◆ **To do**: Write out exactly the lines of the material below, beginning at the top and ending at the line that contains "find grass verge".

*** Opening of Input records ***

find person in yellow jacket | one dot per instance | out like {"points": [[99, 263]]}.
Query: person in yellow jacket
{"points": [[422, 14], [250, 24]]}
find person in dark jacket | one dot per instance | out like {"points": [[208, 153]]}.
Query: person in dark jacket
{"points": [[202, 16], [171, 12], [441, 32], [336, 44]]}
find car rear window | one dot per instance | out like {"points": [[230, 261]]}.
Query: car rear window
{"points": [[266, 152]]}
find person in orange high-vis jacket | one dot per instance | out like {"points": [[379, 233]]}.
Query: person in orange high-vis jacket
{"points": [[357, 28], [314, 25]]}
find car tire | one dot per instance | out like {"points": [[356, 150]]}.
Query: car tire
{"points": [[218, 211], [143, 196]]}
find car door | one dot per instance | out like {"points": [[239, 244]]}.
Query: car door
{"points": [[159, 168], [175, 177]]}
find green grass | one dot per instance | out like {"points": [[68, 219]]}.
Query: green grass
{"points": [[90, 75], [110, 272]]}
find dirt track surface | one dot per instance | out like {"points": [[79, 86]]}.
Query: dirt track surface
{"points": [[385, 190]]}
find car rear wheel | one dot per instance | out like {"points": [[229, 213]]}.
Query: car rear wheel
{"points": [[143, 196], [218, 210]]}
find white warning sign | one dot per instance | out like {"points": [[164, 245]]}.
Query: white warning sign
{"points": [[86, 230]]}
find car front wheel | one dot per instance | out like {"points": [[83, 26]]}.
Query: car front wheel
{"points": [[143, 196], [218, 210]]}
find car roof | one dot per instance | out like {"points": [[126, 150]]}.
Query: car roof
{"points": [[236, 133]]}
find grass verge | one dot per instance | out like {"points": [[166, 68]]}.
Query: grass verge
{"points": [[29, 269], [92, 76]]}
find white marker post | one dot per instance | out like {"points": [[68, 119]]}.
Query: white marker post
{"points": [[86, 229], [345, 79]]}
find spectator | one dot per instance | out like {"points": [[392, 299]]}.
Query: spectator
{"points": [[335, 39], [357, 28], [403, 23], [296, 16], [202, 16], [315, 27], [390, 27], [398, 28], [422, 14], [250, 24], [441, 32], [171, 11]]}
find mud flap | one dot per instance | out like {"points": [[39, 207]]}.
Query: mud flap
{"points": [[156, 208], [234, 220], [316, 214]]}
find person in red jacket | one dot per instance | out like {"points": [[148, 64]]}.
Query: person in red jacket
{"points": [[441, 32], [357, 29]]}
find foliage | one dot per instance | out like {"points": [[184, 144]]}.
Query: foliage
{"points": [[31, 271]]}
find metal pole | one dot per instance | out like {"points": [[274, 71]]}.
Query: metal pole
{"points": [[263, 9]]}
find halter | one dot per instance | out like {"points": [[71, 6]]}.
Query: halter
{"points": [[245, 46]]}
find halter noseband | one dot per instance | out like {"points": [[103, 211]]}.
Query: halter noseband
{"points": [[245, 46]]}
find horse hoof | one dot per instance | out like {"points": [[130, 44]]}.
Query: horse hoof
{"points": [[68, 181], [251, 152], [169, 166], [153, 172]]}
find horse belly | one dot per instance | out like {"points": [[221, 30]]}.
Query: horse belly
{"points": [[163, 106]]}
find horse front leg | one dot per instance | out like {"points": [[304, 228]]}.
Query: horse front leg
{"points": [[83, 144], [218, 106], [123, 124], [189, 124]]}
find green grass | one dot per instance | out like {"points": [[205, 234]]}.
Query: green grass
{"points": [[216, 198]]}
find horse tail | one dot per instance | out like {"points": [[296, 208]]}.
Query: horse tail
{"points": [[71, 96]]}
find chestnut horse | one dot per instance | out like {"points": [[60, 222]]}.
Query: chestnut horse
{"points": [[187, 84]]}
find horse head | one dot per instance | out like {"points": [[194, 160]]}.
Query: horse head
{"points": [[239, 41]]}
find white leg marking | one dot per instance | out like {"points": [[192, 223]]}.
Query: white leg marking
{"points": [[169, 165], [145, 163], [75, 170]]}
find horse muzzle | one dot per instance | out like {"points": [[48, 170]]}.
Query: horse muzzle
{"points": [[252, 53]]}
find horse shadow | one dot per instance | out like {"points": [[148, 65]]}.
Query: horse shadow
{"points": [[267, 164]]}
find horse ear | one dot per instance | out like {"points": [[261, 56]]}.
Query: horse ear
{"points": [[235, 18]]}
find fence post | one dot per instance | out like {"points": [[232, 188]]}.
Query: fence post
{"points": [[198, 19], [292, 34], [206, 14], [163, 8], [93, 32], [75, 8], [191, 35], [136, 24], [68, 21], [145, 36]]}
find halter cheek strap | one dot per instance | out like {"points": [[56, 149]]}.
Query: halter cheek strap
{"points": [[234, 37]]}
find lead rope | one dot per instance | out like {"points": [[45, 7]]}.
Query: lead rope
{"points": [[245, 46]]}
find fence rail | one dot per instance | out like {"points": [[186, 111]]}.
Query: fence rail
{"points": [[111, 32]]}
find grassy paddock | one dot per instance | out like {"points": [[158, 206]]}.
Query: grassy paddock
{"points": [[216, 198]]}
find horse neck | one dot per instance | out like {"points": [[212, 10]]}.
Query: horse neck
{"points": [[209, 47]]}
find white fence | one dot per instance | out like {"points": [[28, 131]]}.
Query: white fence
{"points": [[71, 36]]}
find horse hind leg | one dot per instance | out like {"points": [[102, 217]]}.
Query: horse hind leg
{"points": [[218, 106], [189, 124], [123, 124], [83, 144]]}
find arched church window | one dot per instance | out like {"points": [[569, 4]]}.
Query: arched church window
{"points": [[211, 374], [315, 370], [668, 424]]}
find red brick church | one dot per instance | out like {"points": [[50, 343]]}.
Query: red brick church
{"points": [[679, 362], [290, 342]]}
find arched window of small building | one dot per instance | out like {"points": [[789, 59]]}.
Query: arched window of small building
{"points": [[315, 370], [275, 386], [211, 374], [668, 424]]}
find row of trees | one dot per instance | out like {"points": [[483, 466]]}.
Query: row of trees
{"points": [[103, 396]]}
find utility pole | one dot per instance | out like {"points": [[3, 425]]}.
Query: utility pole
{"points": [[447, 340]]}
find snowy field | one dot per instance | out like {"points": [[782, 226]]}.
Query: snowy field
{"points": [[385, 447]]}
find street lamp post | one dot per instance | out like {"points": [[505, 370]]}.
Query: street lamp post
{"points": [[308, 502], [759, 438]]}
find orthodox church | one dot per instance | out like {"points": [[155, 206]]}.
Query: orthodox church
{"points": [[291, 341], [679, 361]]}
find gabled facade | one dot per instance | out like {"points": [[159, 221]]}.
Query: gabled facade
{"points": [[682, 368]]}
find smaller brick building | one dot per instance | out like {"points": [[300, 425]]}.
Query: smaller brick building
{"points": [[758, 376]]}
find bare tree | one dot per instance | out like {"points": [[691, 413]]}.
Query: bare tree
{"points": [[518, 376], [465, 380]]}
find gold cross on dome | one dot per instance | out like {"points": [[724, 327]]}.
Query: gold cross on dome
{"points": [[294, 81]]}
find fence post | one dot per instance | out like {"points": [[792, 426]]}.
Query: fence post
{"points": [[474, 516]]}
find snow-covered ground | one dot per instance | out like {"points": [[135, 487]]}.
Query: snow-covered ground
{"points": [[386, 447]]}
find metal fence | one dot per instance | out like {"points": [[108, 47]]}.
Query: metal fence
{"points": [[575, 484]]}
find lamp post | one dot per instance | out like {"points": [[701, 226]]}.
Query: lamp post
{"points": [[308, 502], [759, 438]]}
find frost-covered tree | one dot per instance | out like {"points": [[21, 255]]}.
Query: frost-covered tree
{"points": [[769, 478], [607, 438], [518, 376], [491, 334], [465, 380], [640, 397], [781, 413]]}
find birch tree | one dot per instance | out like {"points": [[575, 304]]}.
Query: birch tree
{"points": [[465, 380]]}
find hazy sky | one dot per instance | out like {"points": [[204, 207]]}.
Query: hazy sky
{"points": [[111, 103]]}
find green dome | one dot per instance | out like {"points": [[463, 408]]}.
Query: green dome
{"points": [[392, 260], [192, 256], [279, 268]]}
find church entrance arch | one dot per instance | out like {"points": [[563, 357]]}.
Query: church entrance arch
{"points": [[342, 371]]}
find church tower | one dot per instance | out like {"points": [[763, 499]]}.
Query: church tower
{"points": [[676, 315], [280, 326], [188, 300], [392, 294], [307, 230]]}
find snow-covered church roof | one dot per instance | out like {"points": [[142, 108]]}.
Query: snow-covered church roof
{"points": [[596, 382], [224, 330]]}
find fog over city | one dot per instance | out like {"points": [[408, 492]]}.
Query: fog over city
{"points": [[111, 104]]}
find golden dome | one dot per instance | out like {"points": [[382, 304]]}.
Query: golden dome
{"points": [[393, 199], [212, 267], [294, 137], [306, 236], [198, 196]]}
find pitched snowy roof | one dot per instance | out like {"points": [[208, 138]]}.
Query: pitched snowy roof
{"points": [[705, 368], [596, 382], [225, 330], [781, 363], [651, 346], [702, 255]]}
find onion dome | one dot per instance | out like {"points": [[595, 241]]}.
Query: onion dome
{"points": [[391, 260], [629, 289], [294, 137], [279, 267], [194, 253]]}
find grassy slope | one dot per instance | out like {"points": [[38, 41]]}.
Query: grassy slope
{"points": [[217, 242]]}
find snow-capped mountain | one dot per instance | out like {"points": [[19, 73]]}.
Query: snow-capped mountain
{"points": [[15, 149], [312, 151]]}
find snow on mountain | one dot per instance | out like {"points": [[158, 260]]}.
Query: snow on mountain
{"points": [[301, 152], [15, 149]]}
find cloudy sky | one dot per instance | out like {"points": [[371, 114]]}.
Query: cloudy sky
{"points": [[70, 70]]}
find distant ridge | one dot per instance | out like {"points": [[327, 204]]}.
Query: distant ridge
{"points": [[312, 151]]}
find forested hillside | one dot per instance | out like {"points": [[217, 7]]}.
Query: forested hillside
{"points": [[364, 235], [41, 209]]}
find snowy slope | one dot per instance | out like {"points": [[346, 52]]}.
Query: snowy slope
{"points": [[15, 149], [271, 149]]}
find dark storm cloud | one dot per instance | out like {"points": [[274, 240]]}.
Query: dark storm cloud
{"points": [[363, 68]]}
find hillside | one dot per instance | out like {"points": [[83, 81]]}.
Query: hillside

*** Close of Input records ***

◆ **Response below**:
find person in yellow jacket | one dot per instance | out like {"points": [[99, 263]]}.
Query: person in yellow jacket
{"points": [[422, 14], [250, 24]]}
find person in dark jacket | one dot per instance | out like {"points": [[208, 153]]}.
Query: person in dark jacket
{"points": [[202, 16], [171, 12], [441, 32], [336, 44]]}
find car rear window | one dot per instance | out like {"points": [[230, 261]]}.
Query: car rear window
{"points": [[266, 152]]}
find person in orange high-vis jacket | one dot per instance | out like {"points": [[379, 233]]}.
Query: person in orange high-vis jacket
{"points": [[357, 28], [314, 25]]}
find car tire | one dot per instance | out like {"points": [[356, 150]]}.
Query: car tire
{"points": [[218, 211], [143, 196]]}
find car door | one dot per instance | out like {"points": [[239, 244]]}.
Query: car door
{"points": [[159, 168], [175, 177]]}
find green grass | one dot per instance | out like {"points": [[68, 219]]}.
Query: green grass
{"points": [[90, 75], [110, 272]]}
find dirt track surface | one dot per instance | out like {"points": [[79, 86]]}.
Query: dirt track surface
{"points": [[385, 190]]}
find car rear wheel | one dot per instance | out like {"points": [[229, 213]]}.
Query: car rear wheel
{"points": [[143, 196], [218, 210]]}
find white warning sign | one dot per instance | out like {"points": [[164, 245]]}.
Query: white warning sign
{"points": [[86, 230]]}
find car front wheel | one dot per instance | out like {"points": [[83, 26]]}.
Query: car front wheel
{"points": [[143, 196], [218, 210]]}
find car roof | one dot per instance | out like {"points": [[126, 150]]}.
Query: car roof
{"points": [[236, 133]]}
find grass verge | one dot per instance | out like {"points": [[166, 68]]}.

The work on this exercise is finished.